# Extrait du texte:
━━━━━━━━━━━━━━━━━━━━
Chacun trouve son chat

Indifférents au spectacle de la rue, les vedettes du Café des chats sont juchées au sommet du monde et affectionnent leurs semblables, épris de liberté.
Photo: Jacques Nadeau Le Devoir Indifférents au spectacle de la rue, les vedettes du Café des chats sont juchées au sommet du monde et affectionnent leurs semblables, épris de liberté.

« Oui, je vois l’heure ; il est l’Éternité. » Baudelaire, grand ami des félins, rapportait que les Chinois lisent l’heure dans l’oeil des chats. Le poète, membre des Hashischins, les qualifiait de délicieux cadrans et de démons du contretemps. Si cela s’avère, ici, au Café des chats, on peut ne jamais se hâter, huit horloges gambadent, s’étirent à pas feutrés ou se laissent flatter, roulées en boule ou haut perchées. « Le temps passé avec un chat n’est jamais perdu », disait Colette, qui voyait en chacun le spécimen unique d’une race d’élus.

Les maîtres du temps s’appellent Snow, Peace ou Sidibou et ils nous observent derrière la vitrine du salon de thé qui leur tient lieu de chez-soi. Le spectacle de la rue, insignifiant, les ennuie au point où ils gravissent et sautent d’une tablette vers l’autre pour se jucher au sommet du monde, inaccessibles et hautains, de naissance supérieure, va sans dire.

Le Café des chats fut le premier à ouvrir ses portes en Amérique du Nord, à Montréal, il y a un an et demi. Voilà que deux autres ont suivi en catimini. Le concept répond à un besoin, un manque (?), fait contrepoids. Les chats incarnent l’antiproductivité même, la procrastination suprême, ils sont protecteurs d’une idée, celle de liberté désinvolte ; libre penseur, libre bretteur, libre arbitre. Mais soumettre des chats au libre-service ?
━━━━━━━━━━━━━━━━━━━━
# Informations extraites:
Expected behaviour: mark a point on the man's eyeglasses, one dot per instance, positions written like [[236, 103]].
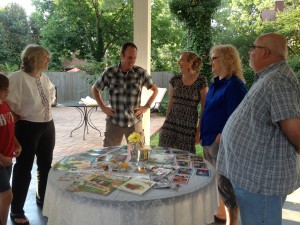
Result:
[[253, 46], [214, 58]]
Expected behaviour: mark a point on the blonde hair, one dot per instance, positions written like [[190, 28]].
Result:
[[4, 82], [30, 56], [230, 59], [197, 61]]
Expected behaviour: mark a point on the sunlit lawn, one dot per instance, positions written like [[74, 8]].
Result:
[[154, 142]]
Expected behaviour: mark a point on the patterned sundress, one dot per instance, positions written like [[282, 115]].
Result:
[[180, 126]]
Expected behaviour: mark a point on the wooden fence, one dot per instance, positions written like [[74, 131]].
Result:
[[73, 87]]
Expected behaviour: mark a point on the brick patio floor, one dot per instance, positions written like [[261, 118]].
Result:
[[67, 118]]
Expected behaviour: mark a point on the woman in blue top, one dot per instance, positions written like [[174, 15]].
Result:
[[224, 95]]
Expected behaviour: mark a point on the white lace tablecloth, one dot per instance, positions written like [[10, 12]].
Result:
[[192, 204]]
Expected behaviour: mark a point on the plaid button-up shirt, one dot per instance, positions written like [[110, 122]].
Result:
[[125, 91], [254, 153]]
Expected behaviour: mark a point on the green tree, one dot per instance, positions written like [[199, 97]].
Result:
[[15, 34], [167, 40], [197, 16], [94, 27], [238, 22]]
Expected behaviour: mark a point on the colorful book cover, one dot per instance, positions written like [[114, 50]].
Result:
[[183, 163], [184, 171], [202, 172], [72, 162], [68, 176], [196, 158], [199, 165], [182, 157], [181, 179], [137, 185], [161, 158], [102, 183]]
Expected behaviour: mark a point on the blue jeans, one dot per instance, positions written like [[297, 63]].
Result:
[[258, 209]]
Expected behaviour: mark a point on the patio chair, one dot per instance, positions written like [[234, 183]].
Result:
[[158, 99]]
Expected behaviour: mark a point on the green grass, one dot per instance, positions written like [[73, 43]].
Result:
[[154, 142]]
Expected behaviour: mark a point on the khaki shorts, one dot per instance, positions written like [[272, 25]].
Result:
[[114, 134]]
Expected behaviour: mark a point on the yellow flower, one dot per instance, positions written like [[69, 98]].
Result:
[[135, 137]]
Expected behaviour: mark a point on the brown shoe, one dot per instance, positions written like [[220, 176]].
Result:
[[233, 215], [219, 220]]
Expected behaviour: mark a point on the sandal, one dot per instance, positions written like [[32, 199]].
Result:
[[13, 218], [219, 220]]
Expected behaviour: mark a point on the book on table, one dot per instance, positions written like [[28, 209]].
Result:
[[137, 185]]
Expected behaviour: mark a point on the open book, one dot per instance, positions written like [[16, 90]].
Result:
[[137, 185]]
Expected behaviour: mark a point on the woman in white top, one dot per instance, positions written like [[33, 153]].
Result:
[[30, 96]]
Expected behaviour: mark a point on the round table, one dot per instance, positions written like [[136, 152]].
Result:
[[193, 203]]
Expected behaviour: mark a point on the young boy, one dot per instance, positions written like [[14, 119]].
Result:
[[9, 148]]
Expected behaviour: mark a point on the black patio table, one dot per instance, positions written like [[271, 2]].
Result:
[[85, 111]]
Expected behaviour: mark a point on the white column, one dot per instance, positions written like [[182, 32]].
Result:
[[142, 38]]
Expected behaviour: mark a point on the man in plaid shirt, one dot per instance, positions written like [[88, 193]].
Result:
[[124, 82], [260, 144]]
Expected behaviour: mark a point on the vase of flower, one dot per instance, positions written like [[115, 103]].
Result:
[[134, 152]]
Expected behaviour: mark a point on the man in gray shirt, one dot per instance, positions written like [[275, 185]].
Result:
[[260, 145]]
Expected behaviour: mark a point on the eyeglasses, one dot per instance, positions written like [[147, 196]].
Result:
[[253, 46], [214, 58]]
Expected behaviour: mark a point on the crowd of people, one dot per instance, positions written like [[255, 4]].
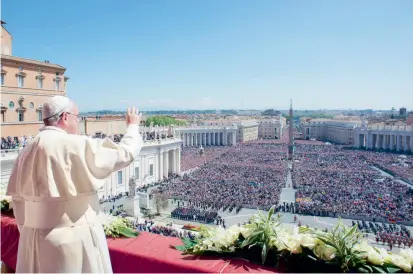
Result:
[[399, 165], [248, 175], [330, 180], [191, 157], [15, 142], [150, 226], [387, 234], [194, 214]]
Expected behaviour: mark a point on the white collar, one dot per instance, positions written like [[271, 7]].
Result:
[[52, 128]]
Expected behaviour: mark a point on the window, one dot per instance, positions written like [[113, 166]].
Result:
[[21, 116], [20, 81], [39, 83], [136, 172], [120, 181], [57, 84], [39, 116]]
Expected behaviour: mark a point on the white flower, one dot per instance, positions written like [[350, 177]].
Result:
[[324, 252], [407, 254], [246, 232], [294, 244], [401, 262], [307, 240]]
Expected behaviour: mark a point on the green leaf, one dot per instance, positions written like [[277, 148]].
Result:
[[264, 253], [350, 232], [378, 269], [391, 269], [270, 213]]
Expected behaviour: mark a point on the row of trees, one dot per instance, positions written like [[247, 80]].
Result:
[[161, 120]]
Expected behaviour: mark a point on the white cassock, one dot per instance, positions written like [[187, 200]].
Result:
[[54, 186]]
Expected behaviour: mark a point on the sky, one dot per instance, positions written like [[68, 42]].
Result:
[[222, 54]]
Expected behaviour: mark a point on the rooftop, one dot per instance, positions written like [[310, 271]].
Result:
[[30, 61]]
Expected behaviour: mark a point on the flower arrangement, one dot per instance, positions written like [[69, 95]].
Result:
[[116, 227], [6, 205], [265, 241], [191, 227]]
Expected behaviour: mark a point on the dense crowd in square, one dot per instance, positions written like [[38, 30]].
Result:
[[332, 180]]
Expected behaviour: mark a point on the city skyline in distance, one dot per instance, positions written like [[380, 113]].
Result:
[[224, 54]]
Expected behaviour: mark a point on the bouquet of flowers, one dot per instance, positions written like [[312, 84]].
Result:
[[116, 227], [265, 241], [6, 205]]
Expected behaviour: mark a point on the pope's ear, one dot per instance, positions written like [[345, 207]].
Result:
[[64, 117]]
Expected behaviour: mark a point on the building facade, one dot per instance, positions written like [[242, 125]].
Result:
[[208, 136], [335, 131], [271, 128], [157, 160], [25, 85], [247, 130], [392, 138]]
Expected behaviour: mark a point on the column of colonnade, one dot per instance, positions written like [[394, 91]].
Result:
[[397, 141], [211, 138], [168, 162]]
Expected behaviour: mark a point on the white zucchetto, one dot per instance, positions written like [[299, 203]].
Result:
[[56, 106]]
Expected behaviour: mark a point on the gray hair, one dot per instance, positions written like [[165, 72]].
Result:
[[53, 109]]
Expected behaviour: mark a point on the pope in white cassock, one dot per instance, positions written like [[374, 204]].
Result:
[[53, 186]]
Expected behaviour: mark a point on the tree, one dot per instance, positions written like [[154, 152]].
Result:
[[161, 202]]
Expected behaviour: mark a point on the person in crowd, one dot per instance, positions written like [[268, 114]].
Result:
[[54, 185]]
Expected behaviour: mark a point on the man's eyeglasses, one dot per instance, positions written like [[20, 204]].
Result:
[[76, 115]]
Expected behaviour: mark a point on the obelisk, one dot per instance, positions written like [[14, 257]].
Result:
[[290, 133]]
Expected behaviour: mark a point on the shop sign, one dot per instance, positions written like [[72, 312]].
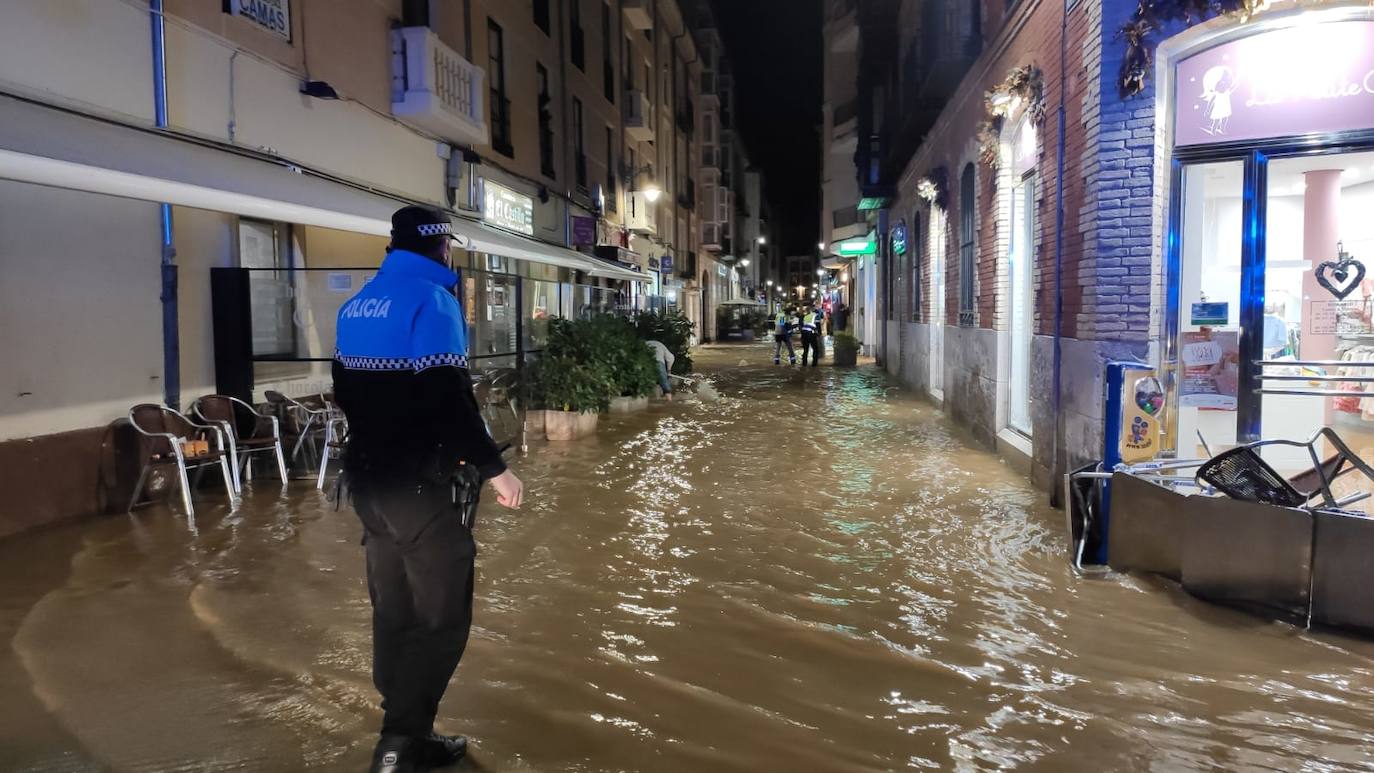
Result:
[[584, 231], [272, 15], [507, 209], [1310, 78], [1211, 313], [1211, 370], [899, 238], [858, 247]]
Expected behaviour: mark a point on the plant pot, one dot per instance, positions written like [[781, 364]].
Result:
[[535, 423], [628, 404], [569, 426]]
━━━━━━━━━━━━━━━━━━━━
# Énoncé:
Transcrivez fidèlement, depuis l'article sur le Café des chats, tout ce qui va de « Les maîtres du » jusqu'à « chats au libre-service ? ».

# Résultat obtenu:
Les maîtres du temps s’appellent Snow, Peace ou Sidibou et ils nous observent derrière la vitrine du salon de thé qui leur tient lieu de chez-soi. Le spectacle de la rue, insignifiant, les ennuie au point où ils gravissent et sautent d’une tablette vers l’autre pour se jucher au sommet du monde, inaccessibles et hautains, de naissance supérieure, va sans dire.

Le Café des chats fut le premier à ouvrir ses portes en Amérique du Nord, à Montréal, il y a un an et demi. Voilà que deux autres ont suivi en catimini. Le concept répond à un besoin, un manque (?), fait contrepoids. Les chats incarnent l’antiproductivité même, la procrastination suprême, ils sont protecteurs d’une idée, celle de liberté désinvolte ; libre penseur, libre bretteur, libre arbitre. Mais soumettre des chats au libre-service ?